## THE INPUT:
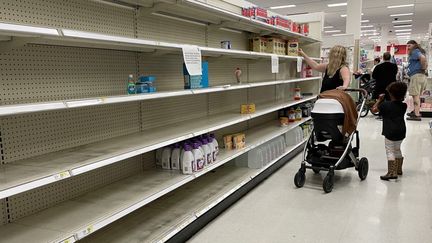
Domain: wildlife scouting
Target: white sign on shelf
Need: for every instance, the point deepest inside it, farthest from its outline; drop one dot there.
(299, 64)
(192, 59)
(275, 64)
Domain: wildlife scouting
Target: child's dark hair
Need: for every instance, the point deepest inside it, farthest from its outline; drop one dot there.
(397, 90)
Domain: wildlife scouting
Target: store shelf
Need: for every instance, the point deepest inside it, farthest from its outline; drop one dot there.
(159, 221)
(206, 12)
(6, 110)
(27, 174)
(82, 216)
(66, 37)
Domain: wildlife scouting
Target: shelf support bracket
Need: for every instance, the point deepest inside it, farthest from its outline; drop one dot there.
(13, 43)
(145, 11)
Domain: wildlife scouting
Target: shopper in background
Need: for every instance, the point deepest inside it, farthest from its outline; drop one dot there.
(384, 74)
(376, 62)
(417, 66)
(394, 129)
(336, 72)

## TASK DETAILS:
Can you arrange all of the lines above as a Markdown table with the columns "No." and "Line", skipping any blank lines and leaving the pictures out?

## WRITTEN SOLUTION:
| No. | Line |
|---|---|
| 1 | Domain: wildlife scouting |
| 2 | Target: white sign on shelf |
| 3 | Need: for every instance, the point deepest inside it, farthest from its outline; drop one dot there. |
| 4 | (299, 64) |
| 5 | (192, 59) |
| 6 | (275, 64) |
| 7 | Domain: wildlife scouting |
| 8 | Target: child's dark hair |
| 9 | Need: for every instance, the point deepest inside it, farthest from its outline; drop one dot there. |
| 10 | (397, 90) |
| 11 | Domain: wildlife scouting |
| 12 | Target: store shelf |
| 13 | Need: for every instance, the point deepest inside it, farthest from its outline; drop one dot there. |
| 14 | (159, 221) |
| 15 | (206, 12) |
| 16 | (6, 110) |
| 17 | (27, 174) |
| 18 | (82, 216) |
| 19 | (66, 37) |
| 20 | Domain: wildlife scouting |
| 21 | Target: shelf support bracket |
| 22 | Need: for every instance, the point deepest inside it, farthest from its outline; drop one dot there. |
| 23 | (13, 43) |
| 24 | (145, 11) |
| 25 | Domain: wildlife scouting |
| 26 | Target: shopper in background |
| 27 | Need: for every instance, the point deepest inside it, farthest from its outline; drop one dot there. |
| 28 | (384, 74) |
| 29 | (376, 62) |
| 30 | (417, 66) |
| 31 | (394, 129) |
| 32 | (336, 72) |